Exercices à faire =
A – Répondez aux questions suivantes sur le texte consacré à la bêtise.
(i) Qui sont les auteurs de l'article « Des cloportes et des hommes » ?
(ii) En quelle année ont eu lieu les manifestations en Turquie analysées par Zafer Aracagök ?
(iii) Quel est le titre du bref récit de Marco Candore ?
B – Poursuivez le texte consacré à la bêtise après sa dernière phrase, dans le même registre.

À l’opposé, la bêtise sert également à qualifier les déviants, ceux qui ne se conforment pas  à la norme, comme dans cette interprétation de la métamorphose de Kakfa par Lodu Xu et Émile Noiraud dans leur article Des cloportes et des hommes : « La société moderne avait fait de toi un sujet intégré, reconnu, civilisé et tu t’es obstiné, en te conduisant en véritable brute humaine, à travailler à ta propre déchéance ! Tu es trop con, et la carapace qui, désormais, entrave chacun de tes gestes et t’afflige de cette démarche grotesque n’est, après tout, que le miroir de ton ineptie. »
La bêtise serait cette fois en lien avec la déchéance, ramenant l’homme du côté du cafard, de l’animalité.
Nous verrions alors deux types de bêtises qui s’affronteraient, codes durcis qui restreignent les libertés contre poussée de liberté indéterminée qui déforme les catégories existantes, désir encore informe et incapable de s’exprimer dans des coordonnées prédéfinies. Comme l’analyse Zafer Aracagök dans son article Cutupidité : devenir-radicalement-stupide, pendant les manifestations en Turquie en 2013, « des milliers d’êtres humains se sont rassemblés dans le parc, et dans la place Taksim, […] contre la “politique” de l’effacement menée par l’AKP et ses prédécesseurs qui n’a produit que les clichés de l’individuation sous la loi de l’islamo-capitalisation. […] ce qui est arrivé au Parti Imaginaire de Gezi Park a été l’abandon de la distinction forme/informe comme une source de résonance […]. Les structures de la répression, compte tenu de leur stupidité de formes, n’ont rien pu faire face à l’absence de la dichotomie forme/informe, sauf envoyer des gaz lacrymogènes et des canons à eau. Ils avaient peur, ils étaient terrifiés parce qu’ils étaient profondément stupéfaits face à la stupidité radicale des manifestants pacifiques qui rejetaient la forme, même l’informe, se dividuant continuellement. C’est pourquoi ce qui s’est passé à Gezi Park a été une invitation à une dividuation humanimale et infinie, à la possibilité d’un passage de la stupidité per se à un devenir-radicalement-stupide. »

1 cosmopolis

Le devenir animal relèverait de cette « humanité déchue » qui ne se reconnaîtrait plus dans la pensée bien tenue de la recognition, ouvrant sur une résistance politique non plus contre la bêtise, mais à partir d’un genre de bêtise, capable de dissoudre les formes.
Au moins, le héros paranoïaque du bref récit de Marco Candore, Comme des bêtes, semble y trouver son compte dans une angoisse joyeuse.
En reprenant Deleuze, Bruno Heuzé décrit le rapport paradoxal où la bêtise (non pas l’erreur) constitue la plus grande impuissance de la pensée, mais aussi la source de son plus haut pouvoir dans ce qui la force à penser : « La bêtise ne cesse d’être à l’œuvre au fond de la pensée, où se croisent cependant devenir-animal et réalité machinique, prolifération buissonnante du bestiaire, chimères et lignées surhumaines, frontières, lisières et lignes de fuite » (Du Bestiaire au surhumain).

Données fournies =
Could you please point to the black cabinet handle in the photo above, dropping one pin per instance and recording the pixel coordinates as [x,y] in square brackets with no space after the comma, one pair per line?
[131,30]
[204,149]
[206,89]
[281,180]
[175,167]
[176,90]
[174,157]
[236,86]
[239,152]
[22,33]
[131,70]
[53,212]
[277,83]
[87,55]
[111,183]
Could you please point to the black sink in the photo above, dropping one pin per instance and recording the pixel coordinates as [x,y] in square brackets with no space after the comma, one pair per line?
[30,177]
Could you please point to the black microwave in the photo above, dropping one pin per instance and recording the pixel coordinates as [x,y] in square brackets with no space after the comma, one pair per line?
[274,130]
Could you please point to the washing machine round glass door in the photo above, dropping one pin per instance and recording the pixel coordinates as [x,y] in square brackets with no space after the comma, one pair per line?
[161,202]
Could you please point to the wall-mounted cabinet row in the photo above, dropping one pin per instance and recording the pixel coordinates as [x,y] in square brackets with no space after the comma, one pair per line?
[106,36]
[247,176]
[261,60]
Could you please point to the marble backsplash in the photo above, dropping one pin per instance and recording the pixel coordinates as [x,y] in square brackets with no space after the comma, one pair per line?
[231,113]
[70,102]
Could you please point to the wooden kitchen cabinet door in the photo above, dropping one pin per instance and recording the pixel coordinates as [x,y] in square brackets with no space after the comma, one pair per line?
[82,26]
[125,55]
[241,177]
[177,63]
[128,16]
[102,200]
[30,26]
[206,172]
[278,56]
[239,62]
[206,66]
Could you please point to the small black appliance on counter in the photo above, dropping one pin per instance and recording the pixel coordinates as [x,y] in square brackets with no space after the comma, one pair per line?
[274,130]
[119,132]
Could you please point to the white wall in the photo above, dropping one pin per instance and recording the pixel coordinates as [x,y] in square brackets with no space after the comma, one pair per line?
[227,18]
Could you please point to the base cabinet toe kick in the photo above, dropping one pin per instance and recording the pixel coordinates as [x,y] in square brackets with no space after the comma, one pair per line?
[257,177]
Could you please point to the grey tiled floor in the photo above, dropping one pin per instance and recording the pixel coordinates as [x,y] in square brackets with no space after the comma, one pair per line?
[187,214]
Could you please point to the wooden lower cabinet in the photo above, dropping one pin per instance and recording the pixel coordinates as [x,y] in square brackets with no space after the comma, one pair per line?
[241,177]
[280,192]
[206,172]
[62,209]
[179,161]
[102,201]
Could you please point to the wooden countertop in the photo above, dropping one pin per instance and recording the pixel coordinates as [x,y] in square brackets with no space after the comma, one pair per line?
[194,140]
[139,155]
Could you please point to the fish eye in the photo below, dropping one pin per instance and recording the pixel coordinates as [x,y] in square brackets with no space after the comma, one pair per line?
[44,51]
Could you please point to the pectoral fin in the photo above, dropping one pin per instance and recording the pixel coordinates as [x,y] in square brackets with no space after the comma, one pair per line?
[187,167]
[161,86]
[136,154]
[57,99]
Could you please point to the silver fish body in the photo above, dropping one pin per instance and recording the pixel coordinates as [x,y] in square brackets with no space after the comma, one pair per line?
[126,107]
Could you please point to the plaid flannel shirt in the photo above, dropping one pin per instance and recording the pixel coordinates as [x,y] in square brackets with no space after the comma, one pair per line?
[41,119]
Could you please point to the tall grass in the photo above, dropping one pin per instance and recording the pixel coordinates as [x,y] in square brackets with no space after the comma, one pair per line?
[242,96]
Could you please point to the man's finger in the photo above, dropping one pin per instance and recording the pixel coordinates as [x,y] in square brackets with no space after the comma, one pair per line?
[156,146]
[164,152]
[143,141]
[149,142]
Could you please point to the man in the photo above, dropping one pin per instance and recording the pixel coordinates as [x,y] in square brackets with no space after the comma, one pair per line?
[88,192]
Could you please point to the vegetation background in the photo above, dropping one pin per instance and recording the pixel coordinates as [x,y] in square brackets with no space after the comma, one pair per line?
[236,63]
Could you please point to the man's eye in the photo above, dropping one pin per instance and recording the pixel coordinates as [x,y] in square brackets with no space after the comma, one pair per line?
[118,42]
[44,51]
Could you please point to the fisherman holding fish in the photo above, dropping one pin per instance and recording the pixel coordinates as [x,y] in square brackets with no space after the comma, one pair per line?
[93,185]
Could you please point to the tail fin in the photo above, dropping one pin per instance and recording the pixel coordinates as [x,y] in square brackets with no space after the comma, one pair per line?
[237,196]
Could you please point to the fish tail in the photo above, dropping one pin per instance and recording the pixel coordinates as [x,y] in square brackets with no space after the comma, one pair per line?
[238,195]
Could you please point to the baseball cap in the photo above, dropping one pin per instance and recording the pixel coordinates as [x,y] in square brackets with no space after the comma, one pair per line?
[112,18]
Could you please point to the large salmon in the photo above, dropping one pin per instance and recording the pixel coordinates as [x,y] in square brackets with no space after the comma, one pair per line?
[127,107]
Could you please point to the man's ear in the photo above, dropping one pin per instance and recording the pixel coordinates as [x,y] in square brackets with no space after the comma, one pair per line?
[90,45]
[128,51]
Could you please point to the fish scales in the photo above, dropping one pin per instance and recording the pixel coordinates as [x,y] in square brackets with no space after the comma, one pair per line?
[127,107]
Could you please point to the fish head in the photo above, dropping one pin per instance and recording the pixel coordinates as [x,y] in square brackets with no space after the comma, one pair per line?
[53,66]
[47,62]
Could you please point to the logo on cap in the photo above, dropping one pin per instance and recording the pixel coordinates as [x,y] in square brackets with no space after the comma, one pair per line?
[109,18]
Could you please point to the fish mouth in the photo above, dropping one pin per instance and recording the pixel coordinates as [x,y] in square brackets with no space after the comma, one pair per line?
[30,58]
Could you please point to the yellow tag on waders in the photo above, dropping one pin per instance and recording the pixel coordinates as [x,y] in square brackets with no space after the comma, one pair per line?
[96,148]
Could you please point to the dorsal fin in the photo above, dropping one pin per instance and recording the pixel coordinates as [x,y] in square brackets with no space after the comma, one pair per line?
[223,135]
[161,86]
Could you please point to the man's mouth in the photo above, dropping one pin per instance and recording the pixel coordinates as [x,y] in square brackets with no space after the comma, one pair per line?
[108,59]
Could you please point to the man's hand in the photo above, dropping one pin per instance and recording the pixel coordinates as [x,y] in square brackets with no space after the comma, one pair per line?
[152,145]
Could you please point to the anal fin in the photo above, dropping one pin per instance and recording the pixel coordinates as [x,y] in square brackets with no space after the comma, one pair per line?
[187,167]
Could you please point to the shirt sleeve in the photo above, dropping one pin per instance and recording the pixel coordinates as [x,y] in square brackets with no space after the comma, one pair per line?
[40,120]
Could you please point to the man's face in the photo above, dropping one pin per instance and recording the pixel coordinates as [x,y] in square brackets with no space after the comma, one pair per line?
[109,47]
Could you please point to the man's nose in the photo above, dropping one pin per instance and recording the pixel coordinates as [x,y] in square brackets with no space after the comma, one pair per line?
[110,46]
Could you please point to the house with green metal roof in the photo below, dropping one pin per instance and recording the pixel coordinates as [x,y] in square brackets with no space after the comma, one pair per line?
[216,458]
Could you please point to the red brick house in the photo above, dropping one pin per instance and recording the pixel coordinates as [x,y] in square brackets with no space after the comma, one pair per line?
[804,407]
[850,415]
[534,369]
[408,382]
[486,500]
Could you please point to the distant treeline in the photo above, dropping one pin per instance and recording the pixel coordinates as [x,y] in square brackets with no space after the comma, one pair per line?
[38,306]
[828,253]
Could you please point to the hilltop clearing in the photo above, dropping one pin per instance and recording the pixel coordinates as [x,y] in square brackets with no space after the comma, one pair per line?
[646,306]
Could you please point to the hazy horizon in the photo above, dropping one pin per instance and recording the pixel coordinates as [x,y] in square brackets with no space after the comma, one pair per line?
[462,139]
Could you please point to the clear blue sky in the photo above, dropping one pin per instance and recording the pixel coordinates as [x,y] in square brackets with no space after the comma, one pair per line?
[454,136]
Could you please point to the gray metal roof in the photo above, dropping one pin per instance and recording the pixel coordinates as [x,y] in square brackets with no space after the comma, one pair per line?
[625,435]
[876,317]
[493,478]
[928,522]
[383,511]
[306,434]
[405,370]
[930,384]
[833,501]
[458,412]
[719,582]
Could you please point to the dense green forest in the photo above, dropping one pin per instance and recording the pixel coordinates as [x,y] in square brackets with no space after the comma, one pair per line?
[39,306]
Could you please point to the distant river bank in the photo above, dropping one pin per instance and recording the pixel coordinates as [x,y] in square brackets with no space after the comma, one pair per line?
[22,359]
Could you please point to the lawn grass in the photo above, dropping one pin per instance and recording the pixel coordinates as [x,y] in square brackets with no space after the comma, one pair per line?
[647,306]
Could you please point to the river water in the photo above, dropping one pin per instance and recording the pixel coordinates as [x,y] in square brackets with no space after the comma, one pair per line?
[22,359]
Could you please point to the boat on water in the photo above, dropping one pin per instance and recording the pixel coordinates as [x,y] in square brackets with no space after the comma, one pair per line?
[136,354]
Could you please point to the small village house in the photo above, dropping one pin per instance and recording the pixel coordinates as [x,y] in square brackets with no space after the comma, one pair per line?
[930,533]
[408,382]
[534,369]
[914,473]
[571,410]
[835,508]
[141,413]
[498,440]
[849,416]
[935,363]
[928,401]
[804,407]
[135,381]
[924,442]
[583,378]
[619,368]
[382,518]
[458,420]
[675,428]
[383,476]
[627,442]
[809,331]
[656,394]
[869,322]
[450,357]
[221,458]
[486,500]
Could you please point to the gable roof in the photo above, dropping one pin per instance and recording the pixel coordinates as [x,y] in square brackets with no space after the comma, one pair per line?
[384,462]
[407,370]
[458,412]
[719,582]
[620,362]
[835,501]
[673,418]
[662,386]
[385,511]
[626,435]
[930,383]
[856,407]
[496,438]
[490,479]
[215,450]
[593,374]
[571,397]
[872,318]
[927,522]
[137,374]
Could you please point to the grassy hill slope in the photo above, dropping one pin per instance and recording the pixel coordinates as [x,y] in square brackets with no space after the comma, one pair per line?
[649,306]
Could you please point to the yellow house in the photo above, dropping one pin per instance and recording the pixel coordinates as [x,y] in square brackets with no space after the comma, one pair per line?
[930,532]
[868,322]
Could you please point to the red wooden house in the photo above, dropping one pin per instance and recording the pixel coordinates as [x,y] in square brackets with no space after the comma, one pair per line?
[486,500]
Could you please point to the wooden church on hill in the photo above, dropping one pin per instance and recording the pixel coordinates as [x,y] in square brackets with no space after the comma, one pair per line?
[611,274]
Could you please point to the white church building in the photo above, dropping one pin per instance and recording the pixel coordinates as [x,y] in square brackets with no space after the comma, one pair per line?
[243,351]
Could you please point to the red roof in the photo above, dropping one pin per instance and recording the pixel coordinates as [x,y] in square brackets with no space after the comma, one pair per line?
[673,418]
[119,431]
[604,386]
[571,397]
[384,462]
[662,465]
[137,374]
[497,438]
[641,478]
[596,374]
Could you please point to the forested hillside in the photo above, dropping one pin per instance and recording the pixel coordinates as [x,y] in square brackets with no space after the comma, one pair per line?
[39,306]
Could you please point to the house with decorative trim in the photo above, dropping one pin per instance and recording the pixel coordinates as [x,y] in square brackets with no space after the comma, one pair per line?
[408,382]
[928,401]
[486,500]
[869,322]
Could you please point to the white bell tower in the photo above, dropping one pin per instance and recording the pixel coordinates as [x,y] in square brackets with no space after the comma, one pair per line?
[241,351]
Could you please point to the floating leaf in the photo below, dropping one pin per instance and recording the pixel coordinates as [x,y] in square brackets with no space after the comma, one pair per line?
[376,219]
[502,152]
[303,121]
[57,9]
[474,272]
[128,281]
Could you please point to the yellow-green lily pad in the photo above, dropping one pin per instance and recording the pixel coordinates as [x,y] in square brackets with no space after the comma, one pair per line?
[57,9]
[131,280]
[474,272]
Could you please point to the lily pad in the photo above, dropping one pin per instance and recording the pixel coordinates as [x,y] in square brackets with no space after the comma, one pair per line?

Réponses ci-dessous =
A –
(i) Lodu Xu et Émile Noiraud.
(ii) En 2013.
(iii) Comme des bêtes.

B –
La schizophrénie capitaliste décrite par Deleuze et Guattari dans L’Anti-Œdipe, ajoutée à la déconstruction qui nous arrive, nous ont peut-être fait atteindre un point de bascule qui inquiète, ouvrant le règne d’une bêtise surhumaine. Un grondement encore mal identifié (ou inidentifiable), un fond monstrueux vient peut-être mettre en question certaines frontières, notamment entre l’homme et l’animal, frontières qui appartiennent à un discours de souveraineté d’autant plus résistant qu’il fuit par tous les bords.
Nous pouvons aussi nous reporter aux analyses de Félix Guattari dans La Révolution moléculaire recensée par Manola Antonioli dans sa réédition de 2012 (préfacée par Stéphane Nadaud) : « Guattari y esquisse deux scénarios possibles pour un proche avenir : la consolidation et la stabilisation de ce qu’il appelle le “Capitalisme mondial intégré” d’une part et, d’autre part, une perte de contrôle progressive de la situation par les pouvoirs en place (ces tendances opposées pouvant d’ailleurs coexister de façon temporaire ou durable). La première hypothèse […] aboutirait […] au développement incessant de nouvelles catégories de “non garantis” (immigrés surexploités ou sans papiers, travailleurs précaires, chômeurs, etc.) et à l’apparition de zones de plus en plus vastes de sous-développement au sein de celles qui furent autrefois des grandes puissances, phénomènes qui iront de pair avec des revendications régionalistes, nationalistes, droitières de plus en plus radicalisées […] La seconde hypothèse prend en compte l’incapacité absolue du Capitalisme mondial d’apporter des solutions aux problèmes fondamentaux de la planète (dont la crise écologique et la nécessité de réorienter globalement les modalités et les finalités de la consommation-production) ; de la désillusion et de la colère contre cette “gestion” des intérêts de la planète […] naîtront (sont en train de naître…) des micro-révolutions susceptibles d’aboutir un jour à une vraie révolution, vouées à remettre en question les finalités du travail, des loisirs et de la culture, les rapports à l’environnement, entre les sexes et les générations, qui ne seront pas centrées sur une quelconque “avant-garde”, mais toujours polycentrées. »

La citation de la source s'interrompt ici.